**Passage given**
****************
The good in question could be any private good. I have chosen insurance as an example, but only minor changes are needed to capture the essence for other commodities, e.g. health care, pensions or education. The Von Neuman-Morgenstern utility function is a quasi-concave utility function, strictly quasi-concave in the presence of risk aversion, while the role of the coefficient of relative risk aversion is filled by the elasticity of substitution.
That the welfare state is a collective supplier implies that the scope of the welfare state, i.e. the amount of goods supplied, is collectively decided through political channels. Given that people are different, some may be dissatisfied with this amount. Some may find it too extensive, some may find it insufficient. I apply median voter theories for the analysis of the support of the welfare state.
I assume that people vote strictly according to self-interests. It is possible to allow for some degree of altruism, as done in Moene and Wallerstein (1999).
The welfare state described here, is only a social insurance system, with the government as a non-profit insurance agency. The scope of the welfare state (i.e. the tax rate) is assumed to be decided through political competition. The decisive voter is the median voter and the realised tax rate is the one that the median voter favours. The median voter is not necessarily the median income earner. This is shown in section four. An introduction of a private alternative may create a means-against-ends situation.
What are the effects of allowing for an optional additional private insurance on the scope of social insurance? I use social insurance as the term for the insurance supplied by the government and private insurance as the term for insurance supplied by the private insurance company. It is easy to conclude that private insurance can never hurt someone as long as it is optional. This is not straightforward however. An introduction of a private insurance may very well affect the preferences towards the social insurance for some groups of the population, and thereby affect the scope of the social insurance as well. This may imply a welfare loss for other groups.
There are several major differences between having the good supplied by the government in the above mentioned manner or by a private firm:
- While the amount of goods is socially decided through a political process in the public scheme, the amount is individually decided in the private scheme. The former promotes equality, while the latter promotes individual choice.
****************
**Data**

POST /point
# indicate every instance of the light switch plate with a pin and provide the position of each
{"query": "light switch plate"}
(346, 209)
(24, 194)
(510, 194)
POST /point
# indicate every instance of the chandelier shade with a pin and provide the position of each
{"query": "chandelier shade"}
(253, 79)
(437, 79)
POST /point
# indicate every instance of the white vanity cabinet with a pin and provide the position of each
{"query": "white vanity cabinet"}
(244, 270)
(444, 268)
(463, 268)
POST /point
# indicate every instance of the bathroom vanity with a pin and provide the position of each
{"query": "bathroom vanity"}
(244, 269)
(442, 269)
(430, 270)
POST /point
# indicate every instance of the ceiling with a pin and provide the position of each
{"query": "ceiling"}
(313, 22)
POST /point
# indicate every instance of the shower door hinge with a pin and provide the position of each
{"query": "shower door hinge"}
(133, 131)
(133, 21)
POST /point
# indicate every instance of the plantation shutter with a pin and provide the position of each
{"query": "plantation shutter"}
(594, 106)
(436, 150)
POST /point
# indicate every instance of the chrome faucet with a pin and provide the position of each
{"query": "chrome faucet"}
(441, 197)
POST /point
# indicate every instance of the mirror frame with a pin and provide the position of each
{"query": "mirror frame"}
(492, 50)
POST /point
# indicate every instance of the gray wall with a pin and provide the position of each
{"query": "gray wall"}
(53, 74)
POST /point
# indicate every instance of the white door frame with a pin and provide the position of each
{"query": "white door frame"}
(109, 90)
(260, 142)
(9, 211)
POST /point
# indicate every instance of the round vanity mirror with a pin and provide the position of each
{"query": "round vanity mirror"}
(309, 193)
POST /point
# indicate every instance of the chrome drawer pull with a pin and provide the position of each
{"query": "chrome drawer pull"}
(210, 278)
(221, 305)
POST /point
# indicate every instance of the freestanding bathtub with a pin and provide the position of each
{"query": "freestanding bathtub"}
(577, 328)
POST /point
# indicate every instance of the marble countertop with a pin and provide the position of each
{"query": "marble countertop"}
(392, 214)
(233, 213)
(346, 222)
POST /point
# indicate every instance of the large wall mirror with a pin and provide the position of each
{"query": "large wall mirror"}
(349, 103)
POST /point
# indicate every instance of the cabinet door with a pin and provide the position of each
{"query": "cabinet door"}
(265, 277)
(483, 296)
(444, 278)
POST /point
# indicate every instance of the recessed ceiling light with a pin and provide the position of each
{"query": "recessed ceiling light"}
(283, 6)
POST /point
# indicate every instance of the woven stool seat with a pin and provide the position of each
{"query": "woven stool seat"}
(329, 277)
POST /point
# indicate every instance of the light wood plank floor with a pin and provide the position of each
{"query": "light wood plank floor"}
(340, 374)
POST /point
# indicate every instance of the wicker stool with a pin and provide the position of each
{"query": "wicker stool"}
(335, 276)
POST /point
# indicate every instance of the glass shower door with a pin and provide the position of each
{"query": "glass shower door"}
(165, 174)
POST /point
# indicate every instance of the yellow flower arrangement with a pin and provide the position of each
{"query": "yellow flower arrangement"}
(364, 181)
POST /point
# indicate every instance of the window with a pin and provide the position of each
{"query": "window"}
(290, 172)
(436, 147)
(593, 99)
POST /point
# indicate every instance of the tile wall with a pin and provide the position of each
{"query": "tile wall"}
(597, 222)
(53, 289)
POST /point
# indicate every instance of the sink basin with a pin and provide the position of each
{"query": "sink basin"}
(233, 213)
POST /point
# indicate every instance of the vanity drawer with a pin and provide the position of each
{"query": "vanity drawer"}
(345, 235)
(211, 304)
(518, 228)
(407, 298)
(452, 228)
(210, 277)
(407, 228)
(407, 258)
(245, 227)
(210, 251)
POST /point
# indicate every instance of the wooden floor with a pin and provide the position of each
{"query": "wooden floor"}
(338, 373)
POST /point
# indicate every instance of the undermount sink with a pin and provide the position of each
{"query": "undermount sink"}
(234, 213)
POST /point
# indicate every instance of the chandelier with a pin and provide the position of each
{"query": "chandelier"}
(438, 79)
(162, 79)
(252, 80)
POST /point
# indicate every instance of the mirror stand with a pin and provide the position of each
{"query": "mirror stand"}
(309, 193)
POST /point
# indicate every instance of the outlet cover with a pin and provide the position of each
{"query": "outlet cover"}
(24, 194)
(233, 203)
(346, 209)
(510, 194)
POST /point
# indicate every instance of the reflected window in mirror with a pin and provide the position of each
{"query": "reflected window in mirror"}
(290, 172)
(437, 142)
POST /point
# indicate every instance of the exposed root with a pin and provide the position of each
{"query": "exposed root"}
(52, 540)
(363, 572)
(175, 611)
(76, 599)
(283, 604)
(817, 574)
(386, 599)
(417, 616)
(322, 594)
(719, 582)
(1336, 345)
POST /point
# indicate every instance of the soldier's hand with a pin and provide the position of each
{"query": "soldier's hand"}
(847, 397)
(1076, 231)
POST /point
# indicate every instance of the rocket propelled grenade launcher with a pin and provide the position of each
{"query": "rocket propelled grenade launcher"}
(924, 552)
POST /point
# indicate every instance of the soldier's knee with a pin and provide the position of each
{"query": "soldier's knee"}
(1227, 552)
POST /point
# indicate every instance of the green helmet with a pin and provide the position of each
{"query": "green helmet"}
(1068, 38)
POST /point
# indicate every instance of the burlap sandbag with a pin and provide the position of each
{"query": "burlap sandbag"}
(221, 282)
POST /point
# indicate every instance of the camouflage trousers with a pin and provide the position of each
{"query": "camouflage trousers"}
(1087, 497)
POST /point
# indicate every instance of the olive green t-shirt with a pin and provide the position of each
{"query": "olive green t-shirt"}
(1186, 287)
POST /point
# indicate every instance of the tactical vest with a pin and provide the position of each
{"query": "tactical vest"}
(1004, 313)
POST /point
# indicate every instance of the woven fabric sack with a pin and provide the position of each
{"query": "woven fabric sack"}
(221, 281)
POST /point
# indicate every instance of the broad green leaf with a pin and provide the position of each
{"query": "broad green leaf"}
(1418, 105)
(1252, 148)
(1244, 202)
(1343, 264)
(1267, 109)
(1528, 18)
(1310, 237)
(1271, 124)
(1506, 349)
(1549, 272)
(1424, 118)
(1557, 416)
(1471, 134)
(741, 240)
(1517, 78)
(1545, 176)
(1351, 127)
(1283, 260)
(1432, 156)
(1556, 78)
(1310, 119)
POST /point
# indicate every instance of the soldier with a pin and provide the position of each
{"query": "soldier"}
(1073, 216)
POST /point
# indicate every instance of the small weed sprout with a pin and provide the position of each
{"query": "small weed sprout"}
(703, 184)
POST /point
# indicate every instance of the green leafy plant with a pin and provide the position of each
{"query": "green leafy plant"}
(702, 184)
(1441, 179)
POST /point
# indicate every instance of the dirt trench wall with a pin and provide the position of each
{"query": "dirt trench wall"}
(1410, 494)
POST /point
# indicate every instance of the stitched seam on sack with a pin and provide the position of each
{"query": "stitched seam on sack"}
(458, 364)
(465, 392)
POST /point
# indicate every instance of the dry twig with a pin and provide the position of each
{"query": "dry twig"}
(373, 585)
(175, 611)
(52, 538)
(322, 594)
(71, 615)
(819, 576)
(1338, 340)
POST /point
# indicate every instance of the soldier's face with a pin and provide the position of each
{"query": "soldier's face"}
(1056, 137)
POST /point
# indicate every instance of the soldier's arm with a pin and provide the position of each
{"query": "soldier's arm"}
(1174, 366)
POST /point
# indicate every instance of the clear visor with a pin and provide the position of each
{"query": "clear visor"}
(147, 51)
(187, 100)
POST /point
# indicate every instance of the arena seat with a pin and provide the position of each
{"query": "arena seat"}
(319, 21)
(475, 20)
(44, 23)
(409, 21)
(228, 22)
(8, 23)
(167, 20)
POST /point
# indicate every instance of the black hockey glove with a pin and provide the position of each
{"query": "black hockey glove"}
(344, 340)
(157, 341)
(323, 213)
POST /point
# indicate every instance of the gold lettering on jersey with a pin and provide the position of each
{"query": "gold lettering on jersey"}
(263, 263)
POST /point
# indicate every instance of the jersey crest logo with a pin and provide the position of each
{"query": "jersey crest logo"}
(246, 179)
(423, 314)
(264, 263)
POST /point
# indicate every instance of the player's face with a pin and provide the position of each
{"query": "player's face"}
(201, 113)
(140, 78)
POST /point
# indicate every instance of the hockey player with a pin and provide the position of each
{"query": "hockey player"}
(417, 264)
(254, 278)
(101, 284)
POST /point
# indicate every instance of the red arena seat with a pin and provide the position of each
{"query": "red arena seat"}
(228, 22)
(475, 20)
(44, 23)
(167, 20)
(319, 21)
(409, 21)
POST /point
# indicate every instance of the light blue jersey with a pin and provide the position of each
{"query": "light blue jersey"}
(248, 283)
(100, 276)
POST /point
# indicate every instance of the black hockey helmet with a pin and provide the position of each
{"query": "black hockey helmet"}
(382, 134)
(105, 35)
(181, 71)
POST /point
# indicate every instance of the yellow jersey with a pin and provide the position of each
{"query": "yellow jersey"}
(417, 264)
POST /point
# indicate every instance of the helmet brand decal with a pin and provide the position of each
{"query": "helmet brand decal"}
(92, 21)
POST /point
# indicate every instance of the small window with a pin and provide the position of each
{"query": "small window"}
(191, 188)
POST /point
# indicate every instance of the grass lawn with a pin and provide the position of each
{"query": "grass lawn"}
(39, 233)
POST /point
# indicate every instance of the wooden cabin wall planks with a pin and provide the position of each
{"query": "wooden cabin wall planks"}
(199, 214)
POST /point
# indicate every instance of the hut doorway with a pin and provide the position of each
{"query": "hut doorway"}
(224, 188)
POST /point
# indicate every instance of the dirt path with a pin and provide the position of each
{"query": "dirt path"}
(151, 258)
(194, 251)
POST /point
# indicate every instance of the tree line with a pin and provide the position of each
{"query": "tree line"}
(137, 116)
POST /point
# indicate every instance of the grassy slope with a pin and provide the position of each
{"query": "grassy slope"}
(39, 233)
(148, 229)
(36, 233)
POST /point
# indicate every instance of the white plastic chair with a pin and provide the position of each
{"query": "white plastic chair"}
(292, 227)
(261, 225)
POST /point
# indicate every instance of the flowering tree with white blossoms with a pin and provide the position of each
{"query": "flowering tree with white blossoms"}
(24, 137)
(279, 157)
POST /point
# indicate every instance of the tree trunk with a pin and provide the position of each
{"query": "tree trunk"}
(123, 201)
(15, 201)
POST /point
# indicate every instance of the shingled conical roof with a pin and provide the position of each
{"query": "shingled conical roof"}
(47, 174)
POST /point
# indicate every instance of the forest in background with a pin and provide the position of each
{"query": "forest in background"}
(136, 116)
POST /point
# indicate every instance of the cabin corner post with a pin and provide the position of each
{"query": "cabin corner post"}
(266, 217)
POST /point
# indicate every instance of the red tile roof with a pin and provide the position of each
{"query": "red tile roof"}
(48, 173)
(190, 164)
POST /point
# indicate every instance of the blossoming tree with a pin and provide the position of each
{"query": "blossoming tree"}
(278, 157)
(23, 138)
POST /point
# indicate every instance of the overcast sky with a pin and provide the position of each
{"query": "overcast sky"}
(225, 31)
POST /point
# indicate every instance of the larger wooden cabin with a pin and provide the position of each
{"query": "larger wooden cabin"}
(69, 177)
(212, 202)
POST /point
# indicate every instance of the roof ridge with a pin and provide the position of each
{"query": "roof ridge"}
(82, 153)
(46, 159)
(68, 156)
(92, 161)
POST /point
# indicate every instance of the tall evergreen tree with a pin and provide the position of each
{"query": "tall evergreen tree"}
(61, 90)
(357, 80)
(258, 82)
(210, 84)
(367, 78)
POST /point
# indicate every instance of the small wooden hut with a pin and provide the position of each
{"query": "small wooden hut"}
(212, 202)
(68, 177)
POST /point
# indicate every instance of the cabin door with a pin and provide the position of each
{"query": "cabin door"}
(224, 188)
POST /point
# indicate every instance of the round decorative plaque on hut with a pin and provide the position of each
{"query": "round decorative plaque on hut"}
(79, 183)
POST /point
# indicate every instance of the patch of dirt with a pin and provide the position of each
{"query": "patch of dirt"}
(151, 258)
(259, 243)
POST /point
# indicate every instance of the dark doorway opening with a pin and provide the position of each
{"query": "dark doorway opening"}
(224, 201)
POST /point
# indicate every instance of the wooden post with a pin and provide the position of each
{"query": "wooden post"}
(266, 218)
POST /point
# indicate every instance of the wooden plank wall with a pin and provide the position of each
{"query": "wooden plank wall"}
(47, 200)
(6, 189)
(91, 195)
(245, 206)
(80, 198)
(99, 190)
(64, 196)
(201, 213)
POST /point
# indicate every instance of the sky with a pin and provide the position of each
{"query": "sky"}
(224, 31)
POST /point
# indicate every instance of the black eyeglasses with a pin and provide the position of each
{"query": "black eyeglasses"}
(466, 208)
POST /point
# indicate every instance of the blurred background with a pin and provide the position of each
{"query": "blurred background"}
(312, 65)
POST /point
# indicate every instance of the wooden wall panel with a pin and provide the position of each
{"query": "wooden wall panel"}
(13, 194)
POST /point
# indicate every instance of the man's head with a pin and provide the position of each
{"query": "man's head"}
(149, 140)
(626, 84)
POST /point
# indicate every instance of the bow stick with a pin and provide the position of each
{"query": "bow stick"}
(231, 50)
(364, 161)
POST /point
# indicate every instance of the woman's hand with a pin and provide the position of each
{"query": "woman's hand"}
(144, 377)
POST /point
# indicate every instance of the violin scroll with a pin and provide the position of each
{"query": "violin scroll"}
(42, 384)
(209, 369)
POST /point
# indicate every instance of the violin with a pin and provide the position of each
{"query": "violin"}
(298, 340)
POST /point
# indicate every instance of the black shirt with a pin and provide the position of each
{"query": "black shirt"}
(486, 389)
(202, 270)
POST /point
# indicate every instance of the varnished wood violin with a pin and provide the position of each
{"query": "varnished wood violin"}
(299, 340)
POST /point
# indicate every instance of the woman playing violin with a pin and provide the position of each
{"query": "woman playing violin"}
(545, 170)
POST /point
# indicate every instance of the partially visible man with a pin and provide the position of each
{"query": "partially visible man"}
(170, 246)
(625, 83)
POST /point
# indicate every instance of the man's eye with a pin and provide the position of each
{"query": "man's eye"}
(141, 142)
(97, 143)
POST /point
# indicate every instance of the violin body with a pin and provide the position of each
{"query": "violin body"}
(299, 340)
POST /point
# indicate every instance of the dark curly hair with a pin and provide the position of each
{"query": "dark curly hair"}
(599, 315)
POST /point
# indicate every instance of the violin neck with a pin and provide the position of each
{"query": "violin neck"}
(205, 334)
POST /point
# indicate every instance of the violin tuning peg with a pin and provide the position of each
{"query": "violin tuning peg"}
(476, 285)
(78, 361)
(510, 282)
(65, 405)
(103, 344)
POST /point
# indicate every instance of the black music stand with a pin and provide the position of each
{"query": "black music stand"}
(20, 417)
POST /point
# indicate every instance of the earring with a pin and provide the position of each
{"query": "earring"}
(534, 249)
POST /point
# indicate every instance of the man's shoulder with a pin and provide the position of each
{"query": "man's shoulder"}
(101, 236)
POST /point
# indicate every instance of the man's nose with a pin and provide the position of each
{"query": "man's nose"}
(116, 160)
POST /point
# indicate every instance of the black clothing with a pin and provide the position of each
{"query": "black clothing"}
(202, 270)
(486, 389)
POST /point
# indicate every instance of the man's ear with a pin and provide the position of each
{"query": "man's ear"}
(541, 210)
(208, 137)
****************
**What to do**
A. According to the passage on social insurance, who is the decisive voter?
B. Print the section of the passage on social insurance that begins with the words "There are several" and ends after the words "promotes individual choice.".
The material after the passage on social insurance is separate from it.

**Answers for the tasks**
A. The median voter.

B.
There are several major differences between having the good supplied by the government in the above mentioned manner or by a private firm:
- While the amount of goods is socially decided through a political process in the public scheme, the amount is individually decided in the private scheme. The former promotes equality, while the latter promotes individual choice.